Instructions
1. Print the passage of the article on pairing typefaces from "In fact, when" up to and including "app or system.", with no changes.
2. Decide whether each statement agrees with the article on pairing typefaces. Answer yes or no, and quote the words from the article that settle it.
(a) The author's first article was titled "Great interfaces are made of good typography."
(b) The present article sets out to explain how art direction helps create web interfaces.
(c) The article is meant for designers alone.
3. Go on with the article on pairing typefaces, starting after its final sentence.

In my first article “Great interfaces are made of good typography”, I explained some principles to master in order to create digital interfaces which communicate effectively with good working typography. In addition to that, my other article “How art direction will help you create masterful web interfaces” shed some light on how the choice of typefaces can influence the art-direction and the personality of a website and, therefore it’s brand. In the present article, I will show you how to pair typefaces successfully in order to create a feel and add personality to your designs.
In fact, when combined properly, typefaces help to communicate a clear hierarchy as well as improving the reading experience of the user. Learning how to pair typefaces is the best way to add personality and create a design which feels right for the user on a website, app or system.
The purpose of this article is to help designers including anyone interested in typography to understand some techniques to use in order to combine different typefaces accurately and avoid any visual “cacophony” on their design.

Data extract
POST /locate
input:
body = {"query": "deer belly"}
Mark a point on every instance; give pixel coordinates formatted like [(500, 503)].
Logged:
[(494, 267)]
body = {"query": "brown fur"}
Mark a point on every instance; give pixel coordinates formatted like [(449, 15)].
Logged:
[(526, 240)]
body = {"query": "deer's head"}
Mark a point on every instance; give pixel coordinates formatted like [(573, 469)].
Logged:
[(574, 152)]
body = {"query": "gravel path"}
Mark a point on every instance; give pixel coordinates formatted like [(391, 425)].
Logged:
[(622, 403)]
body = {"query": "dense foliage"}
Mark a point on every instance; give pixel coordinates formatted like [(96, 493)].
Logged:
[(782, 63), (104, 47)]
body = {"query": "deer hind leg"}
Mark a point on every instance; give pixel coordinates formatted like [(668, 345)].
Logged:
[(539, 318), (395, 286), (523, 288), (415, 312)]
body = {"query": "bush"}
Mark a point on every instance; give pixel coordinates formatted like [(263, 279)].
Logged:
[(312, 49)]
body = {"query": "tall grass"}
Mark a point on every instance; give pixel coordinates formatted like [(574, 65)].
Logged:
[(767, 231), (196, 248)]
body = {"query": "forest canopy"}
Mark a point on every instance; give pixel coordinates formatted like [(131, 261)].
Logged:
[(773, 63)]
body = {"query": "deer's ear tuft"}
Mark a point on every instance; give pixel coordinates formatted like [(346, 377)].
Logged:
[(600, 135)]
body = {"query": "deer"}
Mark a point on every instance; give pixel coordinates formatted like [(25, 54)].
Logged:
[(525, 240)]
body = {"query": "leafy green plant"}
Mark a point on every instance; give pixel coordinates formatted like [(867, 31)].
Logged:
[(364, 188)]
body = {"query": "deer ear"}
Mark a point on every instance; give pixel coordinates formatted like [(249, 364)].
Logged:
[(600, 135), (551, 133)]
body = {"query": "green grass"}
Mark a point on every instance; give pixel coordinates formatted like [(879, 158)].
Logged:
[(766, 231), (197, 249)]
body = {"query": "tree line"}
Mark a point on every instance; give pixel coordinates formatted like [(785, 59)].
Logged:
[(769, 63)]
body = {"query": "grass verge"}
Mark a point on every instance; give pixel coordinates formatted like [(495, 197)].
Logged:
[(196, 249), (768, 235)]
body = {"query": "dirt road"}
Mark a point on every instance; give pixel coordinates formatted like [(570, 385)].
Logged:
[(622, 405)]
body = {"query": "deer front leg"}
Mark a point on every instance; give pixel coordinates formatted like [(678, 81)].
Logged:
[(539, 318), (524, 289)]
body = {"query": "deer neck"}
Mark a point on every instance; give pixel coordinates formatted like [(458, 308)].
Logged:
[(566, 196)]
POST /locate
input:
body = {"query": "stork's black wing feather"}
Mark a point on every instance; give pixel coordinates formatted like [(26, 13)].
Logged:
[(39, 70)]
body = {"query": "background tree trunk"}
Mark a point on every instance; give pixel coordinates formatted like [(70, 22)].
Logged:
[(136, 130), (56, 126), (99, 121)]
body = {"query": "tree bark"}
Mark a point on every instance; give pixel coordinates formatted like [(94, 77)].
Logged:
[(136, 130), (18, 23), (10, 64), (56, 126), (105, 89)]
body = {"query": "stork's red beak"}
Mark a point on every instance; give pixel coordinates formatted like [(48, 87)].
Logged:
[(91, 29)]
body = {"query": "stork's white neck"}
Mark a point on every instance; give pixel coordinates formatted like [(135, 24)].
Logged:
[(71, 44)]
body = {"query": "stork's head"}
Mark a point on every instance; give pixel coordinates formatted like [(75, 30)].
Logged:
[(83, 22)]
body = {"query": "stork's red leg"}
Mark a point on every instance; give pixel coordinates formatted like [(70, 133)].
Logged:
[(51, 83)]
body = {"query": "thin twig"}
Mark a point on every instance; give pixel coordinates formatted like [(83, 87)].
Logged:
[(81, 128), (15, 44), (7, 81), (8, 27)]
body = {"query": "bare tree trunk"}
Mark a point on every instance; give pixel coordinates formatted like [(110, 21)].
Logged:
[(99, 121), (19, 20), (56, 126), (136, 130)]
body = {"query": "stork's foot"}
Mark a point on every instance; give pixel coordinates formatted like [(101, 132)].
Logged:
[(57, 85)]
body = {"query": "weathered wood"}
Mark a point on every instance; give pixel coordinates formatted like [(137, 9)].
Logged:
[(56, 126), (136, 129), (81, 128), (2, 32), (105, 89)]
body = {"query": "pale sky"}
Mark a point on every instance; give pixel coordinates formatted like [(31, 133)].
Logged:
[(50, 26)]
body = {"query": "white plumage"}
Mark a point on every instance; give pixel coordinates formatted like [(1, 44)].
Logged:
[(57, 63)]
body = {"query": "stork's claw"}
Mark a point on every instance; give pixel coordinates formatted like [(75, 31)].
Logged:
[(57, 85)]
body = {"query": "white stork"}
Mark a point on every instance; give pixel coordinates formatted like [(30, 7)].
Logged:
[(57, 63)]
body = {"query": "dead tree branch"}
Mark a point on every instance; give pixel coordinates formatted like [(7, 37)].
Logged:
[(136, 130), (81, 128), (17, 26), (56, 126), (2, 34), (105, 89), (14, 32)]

Final answers
1.
In fact, when combined properly, typefaces help to communicate a clear hierarchy as well as improving the reading experience of the user. Learning how to pair typefaces is the best way to add personality and create a design which feels right for the user on a website, app or system.

2.
(a) Yes: "In my first article “Great interfaces are made of good typography”"
(b) No: "In the present article, I will show you how to pair typefaces successfully in order to create a feel and add personality to your designs."
(c) No: "to help designers including anyone interested in typography"

3.
Here is a brief guide with tips to remember when it comes to pairing typefaces.
The starting point
For any project you work on, you should always select your types wisely. Good pairing starts by knowing the kind of fonts you are looking for, and by defining the anchor typeface to find the best combination.
Know your typefaces
Generally, as typefaces have personalities and therefore different voices, it can be challenging to choose and combine them successfully to get the best combination of tone, texture and timbre.
In fact, on the 7 rules for great typography (Design Rules course available on Udemy), Joe Natoli recommends limiting the choice to two font families maximum to keep the design of a User Interface simple and consistent.
Moreover, understanding the writing goals and feelings of the content you typeset will help you to choose and combine typefaces correctly. When I work on a project, my favorite approach to find the typefaces is to use word association as a way of articulating the atmosphere and emotions I need to convey. In addition to that, I like to read about the history of the typefaces to understand their connotation and qualities in detail.
Define the anchor typeface
Once you have an idea of the typefaces you want to use start by defining the anchor typeface. This will be your reference point to work out the size, spacing, contrast and to find good matches. Usually, body text typeface makes the best anchor as it represents the majority of the text people will read on a website. Anchoring your choices to a single typeface can lead you toward good combinations.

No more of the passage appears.